Source records:
---

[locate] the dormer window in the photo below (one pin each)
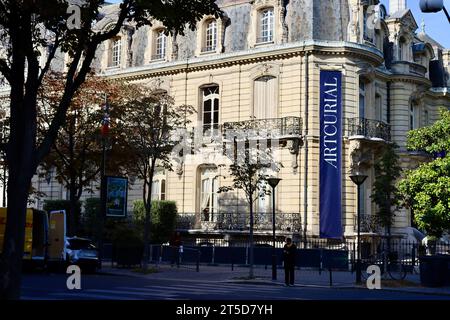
(210, 42)
(402, 49)
(266, 25)
(115, 52)
(160, 45)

---

What the task asks
Give the records above as a Markdown table with the columns Row and Line, one numbered row per line and no blank lines. Leave out the pictures.

Solution for this problem
| Row | Line |
|---|---|
| 1 | [locate] the dormer window in the photo below (one pin each) |
| 2 | (210, 42) |
| 3 | (402, 49) |
| 4 | (266, 25) |
| 5 | (115, 52) |
| 6 | (160, 45) |